Directions: Take the data that sits below and write it out again exactly.
** Opening Stored data block **
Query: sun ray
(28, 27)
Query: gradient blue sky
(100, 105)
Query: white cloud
** Closing Stored data block **
Exercise answer:
Query: sun ray
(28, 27)
Query: gradient blue sky
(100, 105)
Query: white cloud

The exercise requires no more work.